**FRAGMENTO**
——

Repentinamente, el entrecejo del alemán se arrugó y las venas de la frente se le inflamaron:

-¡Mostaza dulce serrr parrrrra marrricones del surrrr! -gritó.

Nos quedamos atónitos. Se refería al sur de Alemania, pero Maya se enfureció igualmente:

-Oiga, ¡que mi madre es del sur de Alemania!

-Bueno -repuso el jefe-: ¡nadie es perrrrfecto!

Desde ese momento, la comida se convirtió en un show. Cada cinco minutos, el alemán se nos acercaba, decía alguna burrada y se marchaba entre risotadas. Cuando se dirigía a una chica la llamaba “rubia” (aunque ninguna lo era). A mi amigo Casimiro y a mí, nos ponía la mano en el hombro, y parecía que nos hubieran echado encima un trono de Semana Santa. En una de las ocasiones se me acercó y me preguntó:

-¿Tú sabes cómo se llama salchicha en España?

Me encogí de hombros, pensando que debía de tratarse de una pregunta trampa. Entonces, el alemán enseñó todos los dientes y exclamó:

-¡En Alegggmania salchicha se llama “Sueño de mujjjjerrr”!

De la risa que me dio, escupí un trozo de chucrut en la mesa (nos habían puesto tres posavasos por cabeza, pero no acerté en ninguno). Al jefe le gustó mi amable gesto de apreciación hacia su sentido del humor, y me dio una palmada en el hombro que casi me descalabra. Lulú, a mi lado, se moría de risa.

Como os iba diciendo, lo tengo decidido: Yo de mayor quiero ser alemán.

(Porcentaje de realidad: 98%)

jueves, 3 de mayo de 2007

Salero andaluz

Desde tiempos inmemoriales, los hombres han luchado por el control de la sal. Antiguamente, la gente se mataba por la sal, igual que ahora hacen por el petróleo o por los zapatos en las rebajas. La historia está llena de ejemplos: La guerra de la sal de Perugia, que enfrentó a la ciudad italiana con las fuerzas del Papa Paolo III... Los ataques de los corsarios holandeses a la costa caribeña, para hacerse con la explotación de las salinas... La famosa marcha de la sal de Gandhi que desembocaría en la salida de los británicos de la India... Y las batallas de la sal, en mi casa, a la hora de comer.

El asunto comenzó hace muchos, muchos años. El viejo -y amado por todos- salero de cerámica se rompió. Entonces mi padre compró uno de esos botes de sal Ybarra, que sirven también como salero, para salir del paso. El triste salero cutre, que empezó siendo una solución provisional, acabó convirtiéndose en una entrañable pieza familiar. Le cogimos cariño con los años, sobre todo mi padre, que lo rellenaba cada dos meses con la ternura de quien le cambia los pañales a su retoño.

——

**COMPRUEBA TU COMPRENSIÓN**
• A. Según el fragmento, ¿qué compró el padre cuando se rompió el viejo salero de cerámica?
• B. Retoma el relato sobre el salero familiar a partir de la última frase del fragmento.
Los registros no guardan relación con el fragmento.

Datos extraídos de una colección

——

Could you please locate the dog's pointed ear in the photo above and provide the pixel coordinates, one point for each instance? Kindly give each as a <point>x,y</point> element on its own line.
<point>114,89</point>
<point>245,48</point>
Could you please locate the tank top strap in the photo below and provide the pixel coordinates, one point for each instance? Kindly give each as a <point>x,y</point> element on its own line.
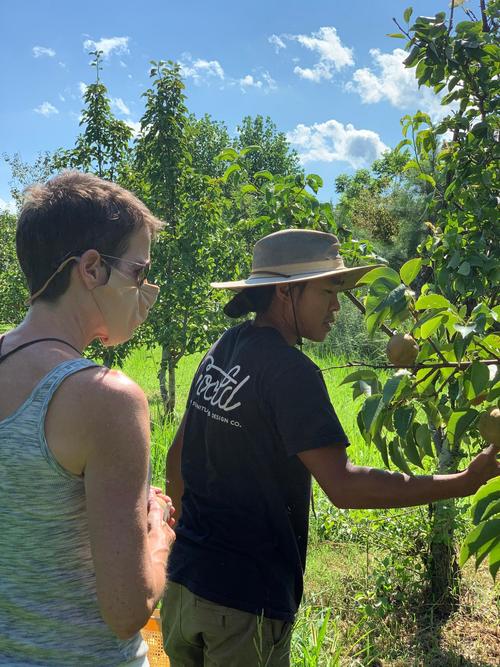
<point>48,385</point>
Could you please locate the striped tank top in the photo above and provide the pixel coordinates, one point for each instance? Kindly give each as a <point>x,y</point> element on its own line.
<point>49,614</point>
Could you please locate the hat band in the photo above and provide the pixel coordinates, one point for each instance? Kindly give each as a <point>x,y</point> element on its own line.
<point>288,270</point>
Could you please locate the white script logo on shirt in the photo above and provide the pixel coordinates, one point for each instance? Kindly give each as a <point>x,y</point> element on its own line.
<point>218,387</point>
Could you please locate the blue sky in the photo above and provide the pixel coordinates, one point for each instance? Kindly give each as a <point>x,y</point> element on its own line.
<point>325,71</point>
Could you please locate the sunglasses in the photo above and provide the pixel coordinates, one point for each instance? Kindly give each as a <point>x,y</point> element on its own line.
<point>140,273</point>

——

**RESPUESTAS**
• A. Uno de los botes de sal Ybarra que sirven también como salero.

• B.
Pero claro, mi madre (que a veces tiene venadas al más puro estilo de Bree, en “Mujeres Desesperadas”) decidió un día que aquello ya había ido demasiado lejos. Hay que reconocer que el envase/salero de Ybarra, que no estaba preparado para soportar el paso de los años, había degenerado en una cosa desgastada y sucia (aunque más tarde mi padre demostraría que no se trataba de suciedad, sino de una inofensiva corrupción cromática del plástico).

Por eso mi madre decidió comprar un nuevo salero. Uno que fuera moderno, elegante y que hiciera juego con las cortinas. La batalla había comenzado.

Mi padre sostiene que el nuevo salero tienes los agujeros demasiado grandes, que no se puede controlar la sal que echa, y que no piensa usarlo jamás.

Mi madre sostiene que el viejo salero es horrible, que da asco y que preferiría cortarse las manos antes que tocarlo.

Las posiciones son irreconciliables. Ahora somos la única familia que pone todos los días dos saleros en la mesa (el viejo bien escondido detrás de la jarra del agua, para que no le amargue la comida a mi madre). Cada vez que tengo que aliñar la ensalada, la tensión crece. ¿Qué salero escojo? Elija el que elija, mi opción podría ser interpretada como un acto de traición y confabulación con el enemigo. Al final, prefiero dejar la comida sosa.

Los médicos aconsejan no poner el salero en la mesa, para evitar abusar de la sal. Yo creo que lo mejor es poner dos.

Por suerte, la batalla de la sal aún no ha trascendido a otros aspectos de la vida familiar. Mis padres se llevan muy bien, pero estoy preocupado: también los perugianos se llevaban bien con el papa Paolo III.